2. Remember to be a DJ, first and foremost
The one concern I have with the increased usage of these visual shows is we’ll suddenly see a headliner decide to forgo playing and have a one to two-hour pre-recorded mix playing with the “megamix in sync with the visual show” excuse (as deadmau5 points out, EDM producers who perform live often do little more than just this).

Dj decks

Why not use the huge screens and decent visual producers you hire to turn the cameras on your decks for a change, and show a bit of your dexterity and skill to the audience?

I and many others can tolerate a part of the set this way, but when it’s suddenly most of or all of the set, then I have to ask what you’re selling then? Why even book you when one can just pay for a mix CD and the visual show?

With all the visual tricks and other big stage stuff, the fact you’re there to DJ a set should be the primary focus. So walk in and play! I personally don’t care if you manually play on vinyl or CDJs, or use a laptop with sync. Go and play. In fact, you should show authenticity by pulling the cameraman over and move the volumes and platters around to prove you’re playing live. People will respect you for that.

3. Give out or sell your megamix
Why not? I teach many lesser-known DJs to always multipurpose possible promotional materials. Why just make this to play at the festivals? Toss it up on Beatport or iTunes. What is treated like a ruse will turn into a great souvenir for your fans. If they enjoyed the show, be it in person or even online, they’ll want that megamix to pump on their iPods, and DJs may even want it to play in clubs. It’s a great way to make a big positive out of what currently gets treated like a negative.

The bigger picture…

So as far as the issue of miming goes, that’s it. Problem solved. Integrity is maintained and the DJ gets his or her big finale. Of course, the mainstream explosion of dance music in the US is throwing up all kinds of other questions, which were only partly dealt with in that last dance renaissance, Europe’s huge late 90s trance scene.

Should dance music be called “EDM”? Has something been lost between marathon DJ sets in the cosmopolitan anything-goes clubs of Ibiza and the glittering choreographed stage shows of Vegas? Should button-bashing producers stay out of DJ booths, and should DJs stop paying other people to produce music for them, which they then claim as their own? And that’s just the surface…

As the latest wave of dance music / EDM explodes across the States, no doubt we’ll be revisiting some of these points again over the coming months.

What do you think of the issue of DJs miming? Should superstar DJs just stop these visual shows? Or would they be better levelling with people on when there’s going to be a “mime” moment? Please share your thoughts in the comments.

Comments

  1. In all fairness, Fatboy Slim’s Olympic appereance wasn’t really meant to be a DJ set, but more him being a part in the British-popmusic-retrospective that the ceremony was, so I didn’t mind him just faking it while playing short excerpts of two of his tracks.
    (That he recently starts all of his real sets with the same two or three tracks, is annoying me a lot, though.)

  2. I don’t think it’s every acceptable. Unless it’s something theatric like the Olympic appearance was. If a person it getting paid large sums of money they should mix live. Even if it’s a pre-planned Ableton set that is super simple to do just like a recording.

  3. …I wish I could see the camera on the mixer/decks… A-trak has done this, and it looks great. I really respect seeing it.

*Written instruction 1*
Transcribe the part of the article on DJs and visual shows starting with "3. Give out" and going on through "90s trance scene.".

*Data supplied*
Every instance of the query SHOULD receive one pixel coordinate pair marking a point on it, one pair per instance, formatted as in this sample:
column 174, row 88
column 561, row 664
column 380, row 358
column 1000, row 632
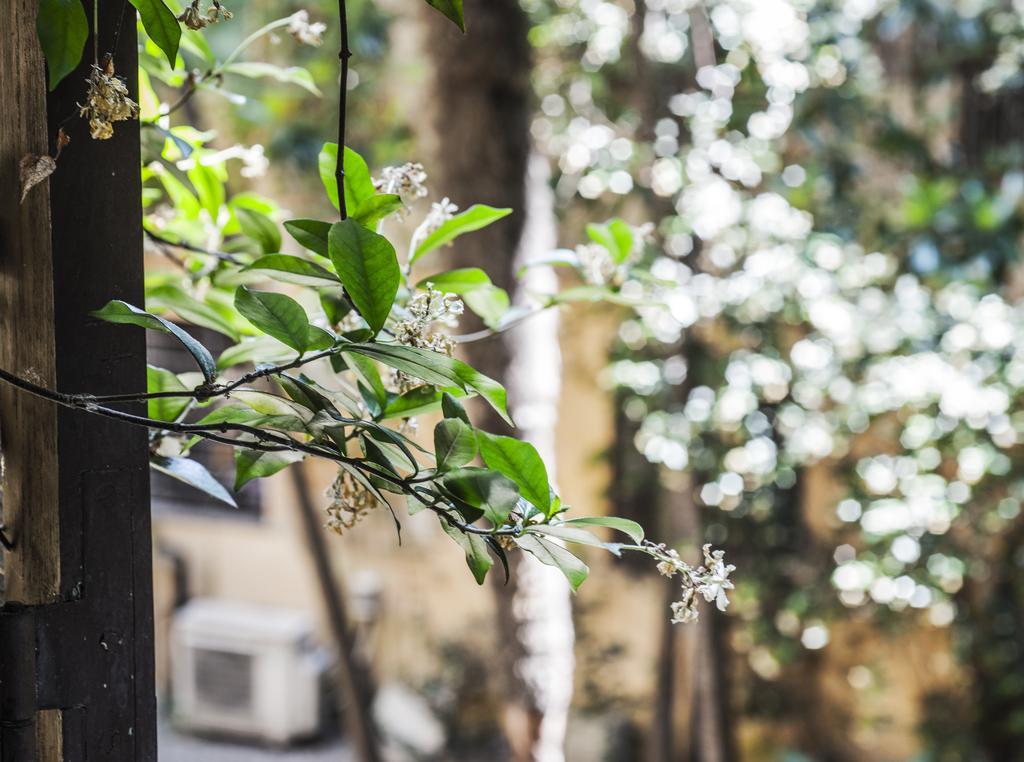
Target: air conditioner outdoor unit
column 246, row 670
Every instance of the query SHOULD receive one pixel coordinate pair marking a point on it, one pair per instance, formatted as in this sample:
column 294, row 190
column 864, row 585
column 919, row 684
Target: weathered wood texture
column 94, row 638
column 27, row 324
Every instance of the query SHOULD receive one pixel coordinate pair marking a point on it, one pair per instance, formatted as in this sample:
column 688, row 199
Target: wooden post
column 76, row 487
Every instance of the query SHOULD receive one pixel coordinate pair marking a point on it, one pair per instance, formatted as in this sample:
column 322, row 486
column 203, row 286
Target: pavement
column 177, row 747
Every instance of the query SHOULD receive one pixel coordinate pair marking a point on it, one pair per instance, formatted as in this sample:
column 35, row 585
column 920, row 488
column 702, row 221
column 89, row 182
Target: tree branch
column 345, row 54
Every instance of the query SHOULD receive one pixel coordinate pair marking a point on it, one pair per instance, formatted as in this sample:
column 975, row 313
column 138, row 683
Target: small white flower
column 409, row 181
column 304, row 32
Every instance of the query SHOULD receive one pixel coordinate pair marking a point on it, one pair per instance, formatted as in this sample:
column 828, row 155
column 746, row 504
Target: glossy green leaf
column 555, row 555
column 438, row 370
column 255, row 464
column 287, row 268
column 474, row 218
column 209, row 188
column 452, row 9
column 165, row 409
column 310, row 234
column 358, row 183
column 452, row 408
column 368, row 266
column 260, row 228
column 458, row 281
column 373, row 210
column 455, row 443
column 256, row 349
column 417, row 401
column 367, row 372
column 632, row 528
column 496, row 495
column 170, row 297
column 572, row 535
column 120, row 311
column 474, row 546
column 62, row 30
column 489, row 302
column 274, row 406
column 193, row 473
column 161, row 26
column 520, row 462
column 275, row 314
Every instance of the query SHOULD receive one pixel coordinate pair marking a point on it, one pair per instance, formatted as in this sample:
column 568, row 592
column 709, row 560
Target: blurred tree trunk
column 480, row 98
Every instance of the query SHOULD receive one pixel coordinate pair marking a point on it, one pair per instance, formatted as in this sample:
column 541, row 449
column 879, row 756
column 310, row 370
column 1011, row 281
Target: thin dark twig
column 264, row 440
column 121, row 24
column 345, row 54
column 222, row 255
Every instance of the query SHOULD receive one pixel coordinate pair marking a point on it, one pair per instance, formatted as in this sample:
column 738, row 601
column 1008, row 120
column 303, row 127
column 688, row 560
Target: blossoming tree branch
column 345, row 361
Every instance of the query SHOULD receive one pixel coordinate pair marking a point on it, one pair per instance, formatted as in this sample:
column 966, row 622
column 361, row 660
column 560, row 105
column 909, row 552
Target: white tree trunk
column 541, row 604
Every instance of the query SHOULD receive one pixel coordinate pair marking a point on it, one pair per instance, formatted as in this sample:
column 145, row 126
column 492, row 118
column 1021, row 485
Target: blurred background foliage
column 828, row 381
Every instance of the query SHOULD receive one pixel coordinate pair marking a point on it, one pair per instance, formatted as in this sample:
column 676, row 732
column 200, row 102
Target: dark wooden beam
column 77, row 487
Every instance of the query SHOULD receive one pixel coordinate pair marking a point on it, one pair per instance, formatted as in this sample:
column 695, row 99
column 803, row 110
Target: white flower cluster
column 426, row 311
column 408, row 180
column 107, row 101
column 710, row 581
column 350, row 501
column 194, row 17
column 304, row 32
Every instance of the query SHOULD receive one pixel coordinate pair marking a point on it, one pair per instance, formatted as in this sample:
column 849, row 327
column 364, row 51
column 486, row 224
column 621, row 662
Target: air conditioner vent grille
column 224, row 680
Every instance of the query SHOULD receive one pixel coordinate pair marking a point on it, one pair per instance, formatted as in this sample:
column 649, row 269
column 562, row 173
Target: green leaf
column 572, row 535
column 62, row 30
column 120, row 311
column 256, row 349
column 457, row 282
column 162, row 27
column 276, row 315
column 491, row 303
column 169, row 297
column 483, row 489
column 414, row 403
column 438, row 370
column 475, row 288
column 255, row 464
column 555, row 555
column 368, row 266
column 260, row 228
column 165, row 409
column 367, row 372
column 209, row 187
column 632, row 528
column 373, row 210
column 452, row 9
column 477, row 216
column 452, row 408
column 288, row 268
column 358, row 183
column 310, row 234
column 455, row 443
column 291, row 414
column 520, row 462
column 193, row 473
column 290, row 76
column 475, row 547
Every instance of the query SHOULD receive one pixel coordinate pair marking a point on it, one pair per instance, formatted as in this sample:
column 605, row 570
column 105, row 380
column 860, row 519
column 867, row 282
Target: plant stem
column 345, row 54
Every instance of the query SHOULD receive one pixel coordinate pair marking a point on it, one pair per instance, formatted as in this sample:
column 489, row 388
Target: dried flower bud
column 33, row 170
column 107, row 101
column 350, row 501
column 193, row 17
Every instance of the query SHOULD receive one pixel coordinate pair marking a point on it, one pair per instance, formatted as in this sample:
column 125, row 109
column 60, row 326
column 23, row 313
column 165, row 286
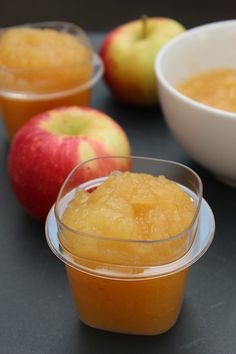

*Written instruction 2*
Give the records as a numbered list, starting with their first line and going on through the line with "column 246, row 670", both included. Skip blank lines and leave out the pictures.

*Written response 1*
3. Give out or sell your megamix
Why not? I teach many lesser-known DJs to always multipurpose possible promotional materials. Why just make this to play at the festivals? Toss it up on Beatport or iTunes. What is treated like a ruse will turn into a great souvenir for your fans. If they enjoyed the show, be it in person or even online, they’ll want that megamix to pump on their iPods, and DJs may even want it to play in clubs. It’s a great way to make a big positive out of what currently gets treated like a negative.

The bigger picture…

So as far as the issue of miming goes, that’s it. Problem solved. Integrity is maintained and the DJ gets his or her big finale. Of course, the mainstream explosion of dance music in the US is throwing up all kinds of other questions, which were only partly dealt with in that last dance renaissance, Europe’s huge late 90s trance scene.

*Written response 2*
1. Every instance of the query SHOULD receive one pixel coordinate pair marking a point on it, one pair per instance, formatted as in this sample:
2. column 174, row 88
3. column 561, row 664
4. column 380, row 358
5. column 1000, row 632
6. Target: air conditioner outdoor unit
7. column 246, row 670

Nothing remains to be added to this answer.